- **LESETEXT**
▬▬▬▬▬▬
Standardisierte Abläufe
Fest steht: Vor allem in mittelgrossen und grösseren Unternehmen ist der Ablauf beim Verfassen von Arbeitszeugnissen ziemlich automatisiert. Kaum ein Vorgesetzer setzt sich noch hin und schreibt von von A bis Z eine selbst formulierte Beurteilung über die Leistung eines Arbeitsnehmers.
In einem ersten Schritt nimmt der verantwortliche Vorgesetzte ein vorgegebens Formular zur Abfassung der Arbeitszeugnisse der Firma zur Hand, wie Personalverantwortliche von verschiedenen Schweizer Firmen gegenüber cash sagen. Dort trägt er typischerweise zunächst die Hauptaufgaben des Angestellten ein, allenfalls Weiterbildungen und besondere Fähigkeiten. Ergänzt wird dieser Arbeitsschritt durch eigene Beobachtungen.
▬▬▬▬▬▬
- **AUFGABEN**
(a) Welche Angaben trägt der Vorgesetzte laut dem Text über Arbeitszeugnisse in das vorgegebene Formular ein? Zähle sie alle auf.
(b) Führe den Text über Arbeitszeugnisse im Anschluss an seinen letzten Satz fort.
▬▬▬▬▬▬
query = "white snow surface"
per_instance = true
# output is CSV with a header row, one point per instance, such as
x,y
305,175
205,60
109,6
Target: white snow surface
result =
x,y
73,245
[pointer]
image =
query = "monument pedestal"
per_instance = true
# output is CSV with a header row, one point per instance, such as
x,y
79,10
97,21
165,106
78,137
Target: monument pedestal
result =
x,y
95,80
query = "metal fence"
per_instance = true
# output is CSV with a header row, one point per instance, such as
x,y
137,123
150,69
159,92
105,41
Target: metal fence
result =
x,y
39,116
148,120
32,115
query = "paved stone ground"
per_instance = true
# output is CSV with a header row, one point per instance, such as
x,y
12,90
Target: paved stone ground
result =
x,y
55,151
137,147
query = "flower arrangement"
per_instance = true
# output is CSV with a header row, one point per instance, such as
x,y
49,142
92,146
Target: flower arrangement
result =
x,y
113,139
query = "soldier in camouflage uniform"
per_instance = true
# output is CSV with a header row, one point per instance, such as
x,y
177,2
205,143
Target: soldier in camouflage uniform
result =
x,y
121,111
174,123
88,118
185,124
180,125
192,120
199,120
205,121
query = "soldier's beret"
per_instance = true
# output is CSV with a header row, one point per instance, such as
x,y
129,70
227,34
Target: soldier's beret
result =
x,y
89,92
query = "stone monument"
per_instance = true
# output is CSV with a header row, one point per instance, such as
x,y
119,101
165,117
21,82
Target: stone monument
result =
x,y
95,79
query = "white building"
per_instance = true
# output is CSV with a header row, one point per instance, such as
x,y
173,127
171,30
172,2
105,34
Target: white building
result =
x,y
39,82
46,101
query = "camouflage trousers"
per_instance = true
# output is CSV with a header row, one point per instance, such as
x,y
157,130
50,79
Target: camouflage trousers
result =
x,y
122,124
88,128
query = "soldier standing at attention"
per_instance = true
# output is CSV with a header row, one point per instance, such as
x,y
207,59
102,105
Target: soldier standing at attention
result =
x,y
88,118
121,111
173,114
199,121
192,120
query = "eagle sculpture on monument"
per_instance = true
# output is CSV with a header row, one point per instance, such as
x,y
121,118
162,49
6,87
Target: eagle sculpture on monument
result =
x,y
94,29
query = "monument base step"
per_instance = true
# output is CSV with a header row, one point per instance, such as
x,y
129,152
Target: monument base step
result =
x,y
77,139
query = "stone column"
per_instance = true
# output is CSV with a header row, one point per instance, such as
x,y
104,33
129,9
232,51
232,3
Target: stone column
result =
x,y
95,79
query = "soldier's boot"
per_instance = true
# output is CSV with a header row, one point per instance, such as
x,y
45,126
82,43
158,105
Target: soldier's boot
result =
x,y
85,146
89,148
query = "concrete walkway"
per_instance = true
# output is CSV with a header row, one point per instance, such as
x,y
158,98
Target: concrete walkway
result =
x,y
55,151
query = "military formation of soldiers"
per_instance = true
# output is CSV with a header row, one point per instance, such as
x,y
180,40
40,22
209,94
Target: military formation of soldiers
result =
▬▬▬▬▬▬
- **ANTWORTEN NACH NUMMER**
(a)
- die Hauptaufgaben des Angestellten
- allenfalls Weiterbildungen
- allenfalls besondere Fähigkeiten

(b)
Der zweite Teil der Beurteilung ist in der Regel an einen Fragebogen geknüpft. Dort werden verschiedene Leistungskriterien aufgeführt. Zum Beispiel: Belastbarkeit, Führung, Konfliktfähigkeit, Kreativität, Selbstständigkeit, Zuverlässigkeit etc. Der Vorgesetzte kann dann entweder vorformulierte Auswahlsätze oder herkömmliche Noten ("genügend, gut, sehr gut") ankreuzen.
Den Rest der Arbeit macht dann normalerweise die Personalabteilung. Sie übernimmt die Angaben des Vorgesetzten und formuliert aus den ausgewählten Textbausteinen ein Arbeitszeugnis (ein Beispiel weiter unten). Dieses Vorgehen kann im Detail abweichen, läuft aber in vielen Unternehmen so oder ähnlich ab. Das ist ein Grund, weshalb Arbeitszeugnisse uniform und häufig floskelhaft daherkommen.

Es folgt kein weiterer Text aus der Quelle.